--- DATA PROVIDED Enclosed Below ---

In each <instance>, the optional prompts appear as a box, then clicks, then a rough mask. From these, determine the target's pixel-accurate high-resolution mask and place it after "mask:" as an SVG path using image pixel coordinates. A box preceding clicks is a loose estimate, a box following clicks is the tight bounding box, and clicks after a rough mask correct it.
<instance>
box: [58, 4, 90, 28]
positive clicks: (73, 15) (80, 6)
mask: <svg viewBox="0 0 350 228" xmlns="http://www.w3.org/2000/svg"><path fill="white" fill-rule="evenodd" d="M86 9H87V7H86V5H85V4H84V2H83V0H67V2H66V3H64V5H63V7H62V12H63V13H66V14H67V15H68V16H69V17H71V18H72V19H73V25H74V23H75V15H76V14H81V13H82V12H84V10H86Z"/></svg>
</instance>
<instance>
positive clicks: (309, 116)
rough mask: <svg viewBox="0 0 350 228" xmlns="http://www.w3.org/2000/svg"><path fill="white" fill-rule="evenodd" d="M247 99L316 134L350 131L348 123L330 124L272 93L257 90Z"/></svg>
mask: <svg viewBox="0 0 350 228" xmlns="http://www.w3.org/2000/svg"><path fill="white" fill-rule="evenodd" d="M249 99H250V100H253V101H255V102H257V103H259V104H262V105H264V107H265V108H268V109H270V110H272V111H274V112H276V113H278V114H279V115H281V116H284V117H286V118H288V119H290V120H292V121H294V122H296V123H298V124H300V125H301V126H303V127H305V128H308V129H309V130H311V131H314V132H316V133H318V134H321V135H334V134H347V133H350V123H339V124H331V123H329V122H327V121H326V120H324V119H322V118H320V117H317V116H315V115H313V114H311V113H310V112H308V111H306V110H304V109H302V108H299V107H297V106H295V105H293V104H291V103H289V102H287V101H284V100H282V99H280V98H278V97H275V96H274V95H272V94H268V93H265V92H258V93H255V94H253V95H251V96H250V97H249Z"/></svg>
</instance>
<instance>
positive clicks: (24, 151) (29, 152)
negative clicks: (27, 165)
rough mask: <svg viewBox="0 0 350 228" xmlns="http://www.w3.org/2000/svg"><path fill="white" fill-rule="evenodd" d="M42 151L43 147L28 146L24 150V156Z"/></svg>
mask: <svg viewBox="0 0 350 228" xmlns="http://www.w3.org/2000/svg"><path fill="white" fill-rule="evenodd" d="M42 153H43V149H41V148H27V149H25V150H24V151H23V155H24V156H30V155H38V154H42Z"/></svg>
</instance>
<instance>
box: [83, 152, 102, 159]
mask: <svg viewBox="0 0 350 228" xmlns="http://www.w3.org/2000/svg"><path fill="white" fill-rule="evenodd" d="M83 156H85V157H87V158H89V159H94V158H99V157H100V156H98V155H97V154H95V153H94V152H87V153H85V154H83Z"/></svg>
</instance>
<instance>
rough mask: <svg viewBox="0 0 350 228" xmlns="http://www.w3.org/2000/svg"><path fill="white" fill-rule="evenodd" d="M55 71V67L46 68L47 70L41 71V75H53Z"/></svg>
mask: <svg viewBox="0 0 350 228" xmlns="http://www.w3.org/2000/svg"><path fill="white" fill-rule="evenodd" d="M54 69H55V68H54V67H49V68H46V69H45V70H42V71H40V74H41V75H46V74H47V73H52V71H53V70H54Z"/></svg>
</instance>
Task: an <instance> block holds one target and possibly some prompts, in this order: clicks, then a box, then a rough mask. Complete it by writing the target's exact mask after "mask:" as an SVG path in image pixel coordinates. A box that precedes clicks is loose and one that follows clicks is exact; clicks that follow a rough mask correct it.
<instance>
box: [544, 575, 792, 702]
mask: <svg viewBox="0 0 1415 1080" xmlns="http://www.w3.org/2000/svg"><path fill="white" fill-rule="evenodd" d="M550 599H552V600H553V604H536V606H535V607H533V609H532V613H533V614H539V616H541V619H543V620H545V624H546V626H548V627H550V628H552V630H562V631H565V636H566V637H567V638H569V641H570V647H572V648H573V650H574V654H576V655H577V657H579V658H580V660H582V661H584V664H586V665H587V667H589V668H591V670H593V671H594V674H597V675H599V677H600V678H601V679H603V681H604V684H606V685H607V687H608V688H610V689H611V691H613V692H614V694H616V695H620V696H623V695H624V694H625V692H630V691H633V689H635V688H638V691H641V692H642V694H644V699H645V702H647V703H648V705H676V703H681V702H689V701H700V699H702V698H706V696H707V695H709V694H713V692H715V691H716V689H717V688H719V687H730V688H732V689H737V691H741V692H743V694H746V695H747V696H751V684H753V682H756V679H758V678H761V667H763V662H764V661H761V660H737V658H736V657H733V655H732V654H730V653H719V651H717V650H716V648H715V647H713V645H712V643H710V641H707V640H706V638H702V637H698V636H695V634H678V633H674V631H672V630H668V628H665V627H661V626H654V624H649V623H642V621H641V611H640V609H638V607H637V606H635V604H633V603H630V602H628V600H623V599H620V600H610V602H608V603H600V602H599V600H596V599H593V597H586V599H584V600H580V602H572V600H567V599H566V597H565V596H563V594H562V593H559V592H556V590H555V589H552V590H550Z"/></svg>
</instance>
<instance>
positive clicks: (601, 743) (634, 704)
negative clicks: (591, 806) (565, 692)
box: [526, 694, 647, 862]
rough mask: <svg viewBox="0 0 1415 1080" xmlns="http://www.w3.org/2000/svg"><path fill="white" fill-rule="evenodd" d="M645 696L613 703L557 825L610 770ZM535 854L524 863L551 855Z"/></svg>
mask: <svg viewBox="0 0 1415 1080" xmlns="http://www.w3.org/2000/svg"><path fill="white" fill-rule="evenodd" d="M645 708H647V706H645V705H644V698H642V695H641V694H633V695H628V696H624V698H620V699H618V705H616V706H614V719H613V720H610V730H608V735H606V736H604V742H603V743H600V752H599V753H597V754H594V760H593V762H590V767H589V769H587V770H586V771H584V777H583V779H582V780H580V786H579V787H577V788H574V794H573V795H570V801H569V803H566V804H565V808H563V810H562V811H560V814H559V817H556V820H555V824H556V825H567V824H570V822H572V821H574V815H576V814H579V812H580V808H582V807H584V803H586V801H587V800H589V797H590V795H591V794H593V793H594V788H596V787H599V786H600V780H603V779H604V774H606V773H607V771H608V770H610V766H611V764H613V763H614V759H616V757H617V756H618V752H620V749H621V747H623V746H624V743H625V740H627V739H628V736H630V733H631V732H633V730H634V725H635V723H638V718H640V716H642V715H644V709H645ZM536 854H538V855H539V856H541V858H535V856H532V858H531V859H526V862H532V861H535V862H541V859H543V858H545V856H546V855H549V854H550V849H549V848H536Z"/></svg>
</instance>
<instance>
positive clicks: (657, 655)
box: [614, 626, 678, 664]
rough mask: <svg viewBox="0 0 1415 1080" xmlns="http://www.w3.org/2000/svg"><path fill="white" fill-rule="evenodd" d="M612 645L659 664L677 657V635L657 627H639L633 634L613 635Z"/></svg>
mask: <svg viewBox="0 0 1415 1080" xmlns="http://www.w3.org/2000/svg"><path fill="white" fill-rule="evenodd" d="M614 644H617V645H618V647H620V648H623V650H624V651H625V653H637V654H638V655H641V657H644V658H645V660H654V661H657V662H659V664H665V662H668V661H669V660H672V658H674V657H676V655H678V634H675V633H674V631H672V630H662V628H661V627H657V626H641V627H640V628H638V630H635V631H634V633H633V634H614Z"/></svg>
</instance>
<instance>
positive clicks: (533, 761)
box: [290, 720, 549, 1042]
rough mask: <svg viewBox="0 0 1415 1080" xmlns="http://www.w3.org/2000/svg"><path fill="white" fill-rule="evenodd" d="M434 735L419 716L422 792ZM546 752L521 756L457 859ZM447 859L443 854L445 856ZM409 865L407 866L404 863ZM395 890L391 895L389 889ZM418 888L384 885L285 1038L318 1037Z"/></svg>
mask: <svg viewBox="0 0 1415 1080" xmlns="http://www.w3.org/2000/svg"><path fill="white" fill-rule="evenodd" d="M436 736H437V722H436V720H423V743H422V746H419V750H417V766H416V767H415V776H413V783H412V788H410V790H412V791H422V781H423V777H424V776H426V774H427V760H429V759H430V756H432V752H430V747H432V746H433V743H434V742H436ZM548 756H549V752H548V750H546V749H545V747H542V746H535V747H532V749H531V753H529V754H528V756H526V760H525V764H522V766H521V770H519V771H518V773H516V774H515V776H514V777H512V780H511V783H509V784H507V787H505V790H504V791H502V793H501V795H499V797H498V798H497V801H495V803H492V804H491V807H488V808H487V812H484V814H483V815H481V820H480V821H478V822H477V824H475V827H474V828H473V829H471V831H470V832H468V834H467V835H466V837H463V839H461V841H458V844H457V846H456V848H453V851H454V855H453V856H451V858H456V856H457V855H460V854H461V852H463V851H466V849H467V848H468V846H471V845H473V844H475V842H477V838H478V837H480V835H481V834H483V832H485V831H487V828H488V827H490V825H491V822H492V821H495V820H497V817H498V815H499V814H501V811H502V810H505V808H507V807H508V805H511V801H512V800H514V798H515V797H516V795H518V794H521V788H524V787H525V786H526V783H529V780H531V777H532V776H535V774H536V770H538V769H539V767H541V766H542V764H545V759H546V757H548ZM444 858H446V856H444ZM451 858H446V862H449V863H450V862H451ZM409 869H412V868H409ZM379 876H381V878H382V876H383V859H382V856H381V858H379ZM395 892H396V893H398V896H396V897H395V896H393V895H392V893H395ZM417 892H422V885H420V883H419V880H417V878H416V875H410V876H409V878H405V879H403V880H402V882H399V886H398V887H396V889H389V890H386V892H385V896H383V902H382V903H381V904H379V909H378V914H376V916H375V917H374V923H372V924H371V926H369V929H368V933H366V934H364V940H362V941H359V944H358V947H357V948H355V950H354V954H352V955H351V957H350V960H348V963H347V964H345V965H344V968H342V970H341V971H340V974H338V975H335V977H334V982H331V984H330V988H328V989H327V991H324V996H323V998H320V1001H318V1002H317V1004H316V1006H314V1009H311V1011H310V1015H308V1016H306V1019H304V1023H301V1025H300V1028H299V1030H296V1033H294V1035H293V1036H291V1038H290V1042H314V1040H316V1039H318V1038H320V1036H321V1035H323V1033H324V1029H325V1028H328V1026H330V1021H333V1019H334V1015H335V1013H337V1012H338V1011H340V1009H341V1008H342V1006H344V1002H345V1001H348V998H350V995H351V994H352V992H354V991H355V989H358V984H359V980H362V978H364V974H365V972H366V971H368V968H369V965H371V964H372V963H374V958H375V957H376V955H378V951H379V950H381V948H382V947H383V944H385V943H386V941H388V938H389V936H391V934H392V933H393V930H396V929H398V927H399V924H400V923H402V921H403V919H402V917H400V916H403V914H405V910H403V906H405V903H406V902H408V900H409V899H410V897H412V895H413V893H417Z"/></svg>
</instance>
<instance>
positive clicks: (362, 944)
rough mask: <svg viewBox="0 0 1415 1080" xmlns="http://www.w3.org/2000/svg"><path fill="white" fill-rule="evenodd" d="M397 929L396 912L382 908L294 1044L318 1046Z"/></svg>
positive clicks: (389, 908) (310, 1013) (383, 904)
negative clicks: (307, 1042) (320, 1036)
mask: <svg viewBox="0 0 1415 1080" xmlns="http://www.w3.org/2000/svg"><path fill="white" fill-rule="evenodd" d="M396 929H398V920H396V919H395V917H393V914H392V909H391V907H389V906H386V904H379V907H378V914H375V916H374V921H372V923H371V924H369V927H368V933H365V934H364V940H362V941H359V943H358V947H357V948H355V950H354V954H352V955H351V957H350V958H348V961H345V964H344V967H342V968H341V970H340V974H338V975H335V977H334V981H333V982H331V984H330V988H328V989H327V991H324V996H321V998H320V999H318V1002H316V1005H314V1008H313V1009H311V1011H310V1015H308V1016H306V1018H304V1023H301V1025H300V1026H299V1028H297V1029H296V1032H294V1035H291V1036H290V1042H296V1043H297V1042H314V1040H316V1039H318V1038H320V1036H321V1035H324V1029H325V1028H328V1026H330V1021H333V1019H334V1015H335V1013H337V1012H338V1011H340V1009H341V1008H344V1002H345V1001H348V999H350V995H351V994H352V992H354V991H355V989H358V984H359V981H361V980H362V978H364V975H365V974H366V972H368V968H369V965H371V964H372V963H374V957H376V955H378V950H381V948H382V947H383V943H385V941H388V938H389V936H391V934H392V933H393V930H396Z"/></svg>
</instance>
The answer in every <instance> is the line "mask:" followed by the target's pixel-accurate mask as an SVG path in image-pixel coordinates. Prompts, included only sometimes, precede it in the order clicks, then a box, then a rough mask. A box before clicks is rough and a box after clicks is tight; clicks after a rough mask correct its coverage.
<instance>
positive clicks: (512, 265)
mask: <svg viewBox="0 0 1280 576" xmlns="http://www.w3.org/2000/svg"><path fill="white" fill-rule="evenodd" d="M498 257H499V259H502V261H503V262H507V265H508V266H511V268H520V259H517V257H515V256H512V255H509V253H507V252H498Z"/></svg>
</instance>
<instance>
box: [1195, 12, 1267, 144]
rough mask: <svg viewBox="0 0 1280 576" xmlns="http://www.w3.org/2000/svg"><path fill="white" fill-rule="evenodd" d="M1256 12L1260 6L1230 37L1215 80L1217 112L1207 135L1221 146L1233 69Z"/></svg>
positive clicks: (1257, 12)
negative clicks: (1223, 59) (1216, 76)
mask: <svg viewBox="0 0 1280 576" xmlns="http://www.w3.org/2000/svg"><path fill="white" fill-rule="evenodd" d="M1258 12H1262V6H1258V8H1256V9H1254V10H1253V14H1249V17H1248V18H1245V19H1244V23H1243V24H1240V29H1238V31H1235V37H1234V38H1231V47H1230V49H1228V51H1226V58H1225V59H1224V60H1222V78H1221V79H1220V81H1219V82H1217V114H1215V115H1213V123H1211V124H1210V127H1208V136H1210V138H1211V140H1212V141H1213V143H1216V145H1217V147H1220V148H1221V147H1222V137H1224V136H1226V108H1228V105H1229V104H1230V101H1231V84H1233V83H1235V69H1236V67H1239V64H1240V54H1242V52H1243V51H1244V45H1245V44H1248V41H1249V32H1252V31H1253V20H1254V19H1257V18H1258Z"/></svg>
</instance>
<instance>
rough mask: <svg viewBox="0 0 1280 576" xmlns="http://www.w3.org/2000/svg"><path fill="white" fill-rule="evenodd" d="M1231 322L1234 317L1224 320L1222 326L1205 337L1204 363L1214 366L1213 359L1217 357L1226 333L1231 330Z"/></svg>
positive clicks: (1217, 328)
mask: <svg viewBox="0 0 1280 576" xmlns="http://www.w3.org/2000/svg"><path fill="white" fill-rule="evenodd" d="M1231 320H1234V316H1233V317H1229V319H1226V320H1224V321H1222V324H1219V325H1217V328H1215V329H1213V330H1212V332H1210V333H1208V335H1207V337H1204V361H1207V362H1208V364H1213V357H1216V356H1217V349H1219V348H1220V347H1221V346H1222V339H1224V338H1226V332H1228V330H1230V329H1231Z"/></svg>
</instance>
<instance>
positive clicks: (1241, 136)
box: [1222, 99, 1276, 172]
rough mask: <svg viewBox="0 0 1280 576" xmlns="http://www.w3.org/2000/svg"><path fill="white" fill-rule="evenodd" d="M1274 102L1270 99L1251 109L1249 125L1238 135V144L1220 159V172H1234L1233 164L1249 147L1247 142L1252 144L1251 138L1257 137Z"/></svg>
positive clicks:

--- End of Enclosed DATA PROVIDED ---

*WHAT THE EXERCISE ASKS*. Every line above in which the word "accurate" occurs is to be copied.

*ANSWER TO THE EXERCISE*.
In each <instance>, the optional prompts appear as a box, then clicks, then a rough mask. From these, determine the target's pixel-accurate high-resolution mask and place it after "mask:" as an SVG path using image pixel coordinates. A box preceding clicks is a loose estimate, a box following clicks is the tight bounding box, and clicks after a rough mask correct it.
The answer in every <instance> is the line "mask:" followed by the target's pixel-accurate mask as an SVG path in image-pixel coordinates. Prompts, included only sometimes, precede it in the order clicks, then a box, then a rough mask. A box before clicks is rough and a box after clicks is tight; clicks after a rough mask correct its coverage.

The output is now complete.